Problem – All of the records that follow need to be copied word for word, without the pictures.

### Listed entries ###

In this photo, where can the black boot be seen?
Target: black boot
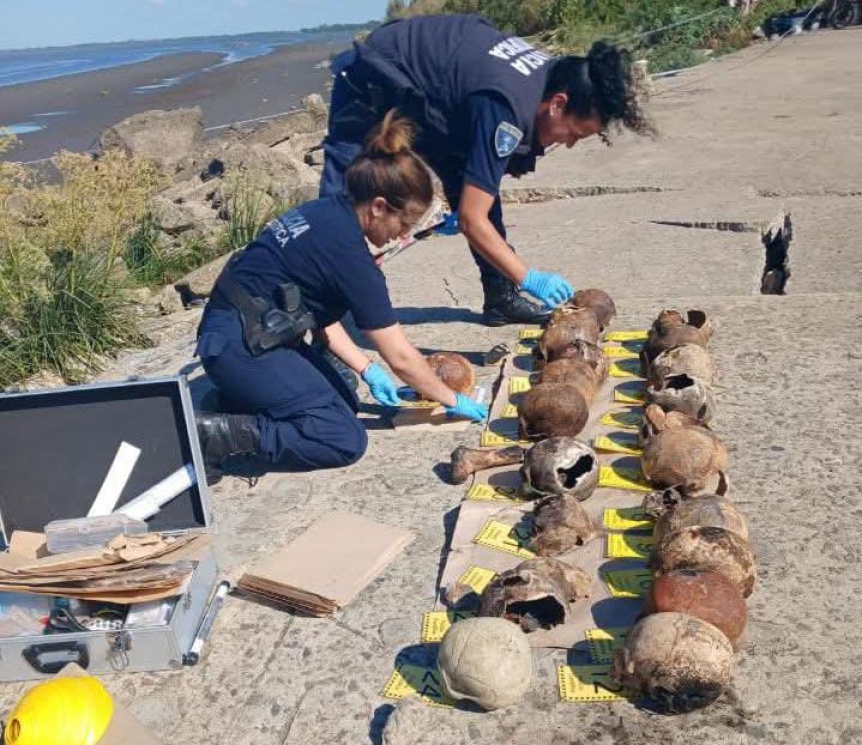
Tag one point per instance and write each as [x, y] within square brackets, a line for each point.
[505, 304]
[223, 435]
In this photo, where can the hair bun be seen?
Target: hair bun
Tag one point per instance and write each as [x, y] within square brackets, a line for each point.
[392, 136]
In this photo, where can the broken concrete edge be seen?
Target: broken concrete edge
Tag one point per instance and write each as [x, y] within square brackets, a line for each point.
[776, 239]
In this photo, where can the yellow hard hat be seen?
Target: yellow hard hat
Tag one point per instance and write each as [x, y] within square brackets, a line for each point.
[74, 711]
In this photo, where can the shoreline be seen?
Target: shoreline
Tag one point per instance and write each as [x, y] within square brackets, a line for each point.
[76, 109]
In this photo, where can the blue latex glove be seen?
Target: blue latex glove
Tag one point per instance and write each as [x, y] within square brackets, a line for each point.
[551, 289]
[468, 408]
[450, 225]
[382, 387]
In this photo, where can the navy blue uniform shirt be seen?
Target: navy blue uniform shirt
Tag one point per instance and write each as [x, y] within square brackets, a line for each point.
[485, 166]
[319, 246]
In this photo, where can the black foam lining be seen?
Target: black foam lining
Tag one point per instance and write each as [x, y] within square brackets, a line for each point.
[56, 448]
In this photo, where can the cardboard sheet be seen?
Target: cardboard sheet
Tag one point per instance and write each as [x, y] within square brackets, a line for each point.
[328, 565]
[428, 415]
[493, 497]
[426, 418]
[160, 572]
[124, 729]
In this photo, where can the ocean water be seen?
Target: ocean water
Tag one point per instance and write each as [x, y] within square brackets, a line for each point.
[30, 65]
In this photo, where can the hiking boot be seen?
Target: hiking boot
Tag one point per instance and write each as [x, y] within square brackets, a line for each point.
[505, 304]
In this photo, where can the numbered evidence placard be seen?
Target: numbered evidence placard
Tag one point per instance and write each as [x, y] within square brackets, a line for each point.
[630, 368]
[502, 537]
[631, 392]
[621, 477]
[417, 680]
[626, 518]
[491, 439]
[585, 684]
[603, 643]
[488, 493]
[629, 546]
[477, 578]
[625, 443]
[623, 336]
[631, 582]
[435, 623]
[630, 418]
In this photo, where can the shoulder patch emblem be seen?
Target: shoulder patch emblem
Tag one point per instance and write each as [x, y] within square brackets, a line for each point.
[506, 139]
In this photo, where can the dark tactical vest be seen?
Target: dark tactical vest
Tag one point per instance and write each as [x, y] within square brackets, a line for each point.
[434, 63]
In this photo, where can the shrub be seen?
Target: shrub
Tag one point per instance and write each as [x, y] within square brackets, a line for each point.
[63, 280]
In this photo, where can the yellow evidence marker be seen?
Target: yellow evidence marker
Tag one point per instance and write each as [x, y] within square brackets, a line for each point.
[417, 680]
[477, 578]
[627, 335]
[583, 684]
[626, 443]
[488, 493]
[628, 583]
[435, 623]
[604, 642]
[625, 369]
[629, 546]
[617, 477]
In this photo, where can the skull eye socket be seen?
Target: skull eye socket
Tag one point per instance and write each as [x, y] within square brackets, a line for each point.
[678, 382]
[570, 476]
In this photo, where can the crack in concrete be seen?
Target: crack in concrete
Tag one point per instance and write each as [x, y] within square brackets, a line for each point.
[733, 227]
[359, 634]
[450, 293]
[295, 714]
[539, 194]
[807, 193]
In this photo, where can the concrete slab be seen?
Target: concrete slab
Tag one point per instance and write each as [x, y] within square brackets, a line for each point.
[788, 413]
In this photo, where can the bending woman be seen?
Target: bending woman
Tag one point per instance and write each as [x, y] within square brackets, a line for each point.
[288, 404]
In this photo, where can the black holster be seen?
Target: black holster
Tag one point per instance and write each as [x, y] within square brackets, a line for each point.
[266, 325]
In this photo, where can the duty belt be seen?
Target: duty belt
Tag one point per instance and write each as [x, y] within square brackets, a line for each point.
[265, 326]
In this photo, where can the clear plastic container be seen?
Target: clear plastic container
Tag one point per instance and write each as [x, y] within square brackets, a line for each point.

###

Your response –
In this photo, where can the black boot be seen?
Target: black boot
Tag one point per instance and write each as [x, y] within square brackets, a line for each point.
[505, 304]
[223, 435]
In this photo, where can the hair bun be seen?
Target: hair bun
Tag one point per instance and write each as [x, y] within square brackets, a line for each point.
[392, 136]
In this photo, where can the broken concrete edge be seen?
Target: broken concrete edge
Tag one point per instance and write each as [x, y] within square brackets, a line for each point.
[776, 239]
In this photo, where can the yellow hard hat be seen?
Target: yellow hard hat
Tag one point per instance and write each as [x, y] within square brackets, a line for each point.
[74, 711]
In this photo, where can the shoreline be seen?
Target: shoreline
Tag one point per instance and write each as [x, y] within square brackets, a line for each point.
[76, 109]
In this photo, where can the blue latex glove be seen?
Target: blue latex glove
Tag one point per instance and write each as [x, y] within square brackets, a line for each point.
[551, 289]
[468, 408]
[450, 225]
[382, 387]
In this photo, where can the navy blue uniform shirt be seen?
Target: navy blue uniform shirt
Tag one point per instance and write each as [x, y] within square brackets, a line for each point.
[485, 166]
[319, 246]
In this photo, where can the black foam lining be seen?
Target: black foam lining
Tag one point per instance and write each as [x, y] within square brackets, a line for each point.
[56, 448]
In this photo, where can the cardboard sheet be seen?
Target: cardboard sheet
Tag one point per instance and write each as [x, y] within square brackets, a line for each point.
[328, 565]
[428, 415]
[493, 497]
[426, 418]
[160, 572]
[124, 729]
In this photo, where can the ocean water be seen?
Target: ocean water
Tag one point per instance and write each as [x, y] within square brackets, a line for each point.
[30, 65]
In this photo, where can the hiking boot be seen?
Target: hiking boot
Tag one point per instance and write each as [x, y] within square brackets, a line for each point.
[505, 304]
In this photo, where can the numbered evidence placard be seen?
Target: numbered evidence placard
Tag one point per instance and write each as [x, y] within square brackets, a line for each point.
[630, 368]
[502, 537]
[631, 392]
[621, 477]
[417, 680]
[626, 518]
[491, 439]
[585, 684]
[603, 643]
[488, 493]
[629, 546]
[477, 578]
[625, 443]
[623, 336]
[631, 582]
[435, 623]
[630, 418]
In this photo, where can the shoulder patch emblem be seen?
Target: shoulder patch emblem
Tag one point per instance and write each as [x, y] within square brackets, a line for each point.
[506, 139]
In this photo, where can the dark tactical vest be seen?
Target: dark tactical vest
Tag one point per instance and write each as [x, y] within square brackets, a line for each point.
[434, 63]
In this photo, where can the shrub be seen?
Target: shrub
Tag one point per instance and write each as [x, y] within square brackets, a line for each point.
[63, 280]
In this photo, where can the yellow evidence marker be seen?
Target: yellow evidence marker
Tag one point per instance and write each as [x, y] within square brackets, a line for each point.
[417, 680]
[477, 578]
[627, 335]
[583, 684]
[626, 443]
[488, 493]
[628, 583]
[435, 623]
[604, 642]
[625, 369]
[629, 546]
[617, 477]
In this photo, where can the skull eye socket be seen?
Target: skull eye socket
Tag one point per instance and write each as [x, y] within square brackets, a line for each point.
[678, 382]
[570, 476]
In this photo, where can the crack in concrete be seen?
Target: crack in concrete
Tag one point per instance and write each as [x, y] within square brackets, a line for each point.
[733, 227]
[359, 634]
[450, 293]
[295, 714]
[539, 194]
[807, 193]
In this photo, where can the concrete slab be seen?
Target: concrete slab
Tag one point per instance and write each as [x, y] within square brackets, a line for each point.
[788, 413]
In this photo, where can the bending woman be seen?
Target: bending woman
Tag one point per instance and write each as [x, y] within square brackets, a line for each point.
[288, 404]
In this photo, where can the black holster be seen?
Target: black holster
Tag one point per instance and write each as [x, y] within square brackets, a line for each point.
[266, 325]
In this photo, where can the duty belt be seen?
Target: duty belt
Tag one point per instance and write each as [x, y] within square brackets, a line for each point.
[265, 326]
In this photo, where can the clear plastic container be seen?
Target: clear plastic container
Tag one point per instance and write each as [x, y] within square brackets, a line for each point.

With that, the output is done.